- **Verilen metin**:
______
24 SAAT YÜZME İLE YATIP KALKAN ŞAMPİYON: HAN BATUR

HAZIRLAYAN: RAMAZAN ŞANIVAR

Han Batur, 26 Temmuz 1960 yılında Adana’da doğdu.  İlkokulu Hayriye Kemal Kusün, ortaokul ve liseyi ise Özel Seyhan Işık Koleji’nde tamamladı. Kara Harp Okulu’nda öğretim gördü. Çeşitli nedenlerle Kara Harp Okulu’ndan ayrıldı.  

Evleri havuzun hemen arkasında olması ve merhum annesi Sıdıka Batur’un titiz yaklaşımı nedeniyle 3 yaşında havuza getirilerek, eksi milli sporcu, antrenör ve hakem Nihat Erdem’e teslim edildi. Sevimli, hareketli, yakışıklı, hırsla, inatçı ve heyecanlı olan Han Batur, adeta tüm gününü havuzda geçirerek hem havuzun maskotu oldu, hem de milli ve rekortmen sporcuların antrenmanlarını izleyerek sürekli kendini geliştirdi.

7 yaşında yarışlara katılmaya başlayan Han Batur, madalyalar kazanmaya başladı. Daha sonra ki yıllarda birçok önemli dereceler elde eden Han Batur, serbest, kelebek ve kurbağalama dalında kendini kanıtlayarak spor otoritelerinin dikkatini çekti. Maraton da yüzmeye başlayan Han Batur, faal spor yaşantısından sonra hem kulüplerde hem de milli takımda antrenörlük yaptı.
______
- **Veri kümesi alıntıları**:
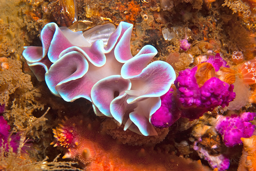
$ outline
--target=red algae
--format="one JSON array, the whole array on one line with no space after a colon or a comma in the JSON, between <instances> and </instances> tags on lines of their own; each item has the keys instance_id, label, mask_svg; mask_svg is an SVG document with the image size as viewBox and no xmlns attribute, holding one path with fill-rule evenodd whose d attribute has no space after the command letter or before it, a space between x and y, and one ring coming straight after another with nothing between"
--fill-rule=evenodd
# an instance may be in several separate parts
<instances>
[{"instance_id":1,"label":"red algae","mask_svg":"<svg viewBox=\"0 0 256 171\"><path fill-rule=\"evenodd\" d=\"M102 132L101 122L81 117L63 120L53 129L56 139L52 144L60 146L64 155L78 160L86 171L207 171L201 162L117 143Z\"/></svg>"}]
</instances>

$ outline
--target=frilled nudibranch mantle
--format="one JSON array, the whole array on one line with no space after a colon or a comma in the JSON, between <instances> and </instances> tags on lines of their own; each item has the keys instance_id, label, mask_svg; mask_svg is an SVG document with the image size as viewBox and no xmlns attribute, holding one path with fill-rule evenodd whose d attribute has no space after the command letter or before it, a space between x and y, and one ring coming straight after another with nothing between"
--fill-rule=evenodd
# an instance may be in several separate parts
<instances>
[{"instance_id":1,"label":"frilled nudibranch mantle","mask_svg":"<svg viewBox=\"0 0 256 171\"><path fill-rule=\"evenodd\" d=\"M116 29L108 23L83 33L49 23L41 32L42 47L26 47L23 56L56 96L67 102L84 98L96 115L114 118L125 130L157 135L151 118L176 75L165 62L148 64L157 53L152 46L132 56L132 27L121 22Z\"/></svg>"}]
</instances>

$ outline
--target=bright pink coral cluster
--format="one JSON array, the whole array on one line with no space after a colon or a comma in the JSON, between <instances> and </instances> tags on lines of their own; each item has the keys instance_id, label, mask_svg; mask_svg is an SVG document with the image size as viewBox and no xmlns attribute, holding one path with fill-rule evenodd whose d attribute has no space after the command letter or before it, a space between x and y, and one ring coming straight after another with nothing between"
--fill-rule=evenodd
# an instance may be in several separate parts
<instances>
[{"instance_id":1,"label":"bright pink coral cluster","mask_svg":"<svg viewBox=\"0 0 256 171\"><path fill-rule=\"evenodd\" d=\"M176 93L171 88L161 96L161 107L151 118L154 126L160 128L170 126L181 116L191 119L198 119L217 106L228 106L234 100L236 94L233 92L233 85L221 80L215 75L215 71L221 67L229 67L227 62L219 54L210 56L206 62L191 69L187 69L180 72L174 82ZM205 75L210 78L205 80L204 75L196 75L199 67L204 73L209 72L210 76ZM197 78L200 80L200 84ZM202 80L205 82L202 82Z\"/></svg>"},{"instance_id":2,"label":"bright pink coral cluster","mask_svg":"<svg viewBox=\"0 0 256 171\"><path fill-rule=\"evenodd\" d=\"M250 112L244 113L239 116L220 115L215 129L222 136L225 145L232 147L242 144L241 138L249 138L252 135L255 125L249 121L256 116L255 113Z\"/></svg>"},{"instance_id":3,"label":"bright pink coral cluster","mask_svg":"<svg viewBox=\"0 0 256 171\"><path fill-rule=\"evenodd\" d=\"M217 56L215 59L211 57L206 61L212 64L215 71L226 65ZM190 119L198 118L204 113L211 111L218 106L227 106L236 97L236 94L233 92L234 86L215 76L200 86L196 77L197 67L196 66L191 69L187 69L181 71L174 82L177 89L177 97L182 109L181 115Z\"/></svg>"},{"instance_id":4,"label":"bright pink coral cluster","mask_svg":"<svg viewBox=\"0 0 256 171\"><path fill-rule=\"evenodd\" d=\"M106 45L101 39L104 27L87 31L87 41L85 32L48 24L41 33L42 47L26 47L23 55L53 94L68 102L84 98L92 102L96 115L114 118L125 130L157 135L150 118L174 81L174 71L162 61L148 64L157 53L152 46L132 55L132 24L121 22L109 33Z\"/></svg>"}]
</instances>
______
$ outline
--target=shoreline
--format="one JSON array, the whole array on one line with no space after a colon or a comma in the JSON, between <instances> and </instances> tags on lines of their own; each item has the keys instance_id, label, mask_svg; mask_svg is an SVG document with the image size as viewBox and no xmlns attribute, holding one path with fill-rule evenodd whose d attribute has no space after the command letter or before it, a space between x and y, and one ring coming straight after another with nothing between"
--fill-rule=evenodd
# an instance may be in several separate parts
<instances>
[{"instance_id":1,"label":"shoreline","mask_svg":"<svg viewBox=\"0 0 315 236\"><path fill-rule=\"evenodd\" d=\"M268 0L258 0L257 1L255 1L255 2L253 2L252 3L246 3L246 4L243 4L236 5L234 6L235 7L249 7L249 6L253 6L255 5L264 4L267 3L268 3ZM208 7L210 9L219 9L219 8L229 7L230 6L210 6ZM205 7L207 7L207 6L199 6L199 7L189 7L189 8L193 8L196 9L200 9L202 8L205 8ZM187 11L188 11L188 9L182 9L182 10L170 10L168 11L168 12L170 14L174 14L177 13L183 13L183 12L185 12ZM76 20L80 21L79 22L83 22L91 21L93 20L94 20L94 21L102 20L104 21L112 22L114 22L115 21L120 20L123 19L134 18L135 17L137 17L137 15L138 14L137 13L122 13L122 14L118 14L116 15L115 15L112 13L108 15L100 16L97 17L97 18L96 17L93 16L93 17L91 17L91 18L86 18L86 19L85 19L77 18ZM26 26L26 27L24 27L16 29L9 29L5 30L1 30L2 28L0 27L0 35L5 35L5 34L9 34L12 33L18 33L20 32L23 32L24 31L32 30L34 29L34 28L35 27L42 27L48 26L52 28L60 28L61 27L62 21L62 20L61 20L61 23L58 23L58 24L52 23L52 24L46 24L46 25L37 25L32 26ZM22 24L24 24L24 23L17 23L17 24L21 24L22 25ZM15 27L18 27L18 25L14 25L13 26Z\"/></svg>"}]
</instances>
______
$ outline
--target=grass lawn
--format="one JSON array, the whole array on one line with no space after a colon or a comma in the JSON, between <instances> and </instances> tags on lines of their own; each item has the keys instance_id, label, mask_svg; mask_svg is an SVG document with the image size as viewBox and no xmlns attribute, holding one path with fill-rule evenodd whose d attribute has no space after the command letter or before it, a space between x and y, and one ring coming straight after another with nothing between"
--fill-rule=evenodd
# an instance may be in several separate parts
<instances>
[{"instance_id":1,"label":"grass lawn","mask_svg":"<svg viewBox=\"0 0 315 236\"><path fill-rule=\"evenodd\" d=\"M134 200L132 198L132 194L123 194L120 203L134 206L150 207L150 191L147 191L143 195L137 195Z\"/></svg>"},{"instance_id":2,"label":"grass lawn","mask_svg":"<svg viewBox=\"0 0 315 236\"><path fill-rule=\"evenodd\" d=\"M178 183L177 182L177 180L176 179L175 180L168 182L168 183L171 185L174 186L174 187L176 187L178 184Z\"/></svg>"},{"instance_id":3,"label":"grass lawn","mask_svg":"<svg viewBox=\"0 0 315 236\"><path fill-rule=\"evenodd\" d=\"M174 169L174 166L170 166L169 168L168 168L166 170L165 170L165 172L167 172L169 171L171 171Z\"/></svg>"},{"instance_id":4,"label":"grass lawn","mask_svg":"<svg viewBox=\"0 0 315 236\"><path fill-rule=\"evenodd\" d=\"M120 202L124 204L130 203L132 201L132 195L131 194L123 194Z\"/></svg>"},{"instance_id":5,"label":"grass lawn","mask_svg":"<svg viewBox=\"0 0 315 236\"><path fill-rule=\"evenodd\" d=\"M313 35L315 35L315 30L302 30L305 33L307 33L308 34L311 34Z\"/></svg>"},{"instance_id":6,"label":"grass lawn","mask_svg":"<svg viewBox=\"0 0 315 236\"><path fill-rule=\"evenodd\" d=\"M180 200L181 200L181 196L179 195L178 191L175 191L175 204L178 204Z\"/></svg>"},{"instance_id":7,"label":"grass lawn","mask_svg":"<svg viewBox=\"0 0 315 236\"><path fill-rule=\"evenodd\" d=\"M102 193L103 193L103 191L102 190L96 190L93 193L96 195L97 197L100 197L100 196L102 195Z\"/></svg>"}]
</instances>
______
- **Görev 1**: Han Batur hakkındaki metne göre onun eğitim gördüğü okulları sırayla yazın.
- **Görev 2**:
Han Batur hakkındaki metne göre aşağıdaki ifadeler doğru mu? Her birine evet ya da hayır deyin ve metinden belirleyici sözleri aynen aktarın.
(a) Han Batur Adana'da doğdu.
(b) Han Batur Kara Harp Okulu'nu bitirdi.
(c) Han Batur havuza ilk kez beş yaşında getirildi.

- **Yanıt 1**:
- Hayriye Kemal Kusün (ilkokul)
- Özel Seyhan Işık Koleji (ortaokul ve lise)
- Kara Harp Okulu

- **Yanıt 2**:
(a) Evet: "26 Temmuz 1960 yılında Adana’da doğdu."
(b) Hayır: "Çeşitli nedenlerle Kara Harp Okulu’ndan ayrıldı."
(c) Hayır: "3 yaşında havuza getirilerek"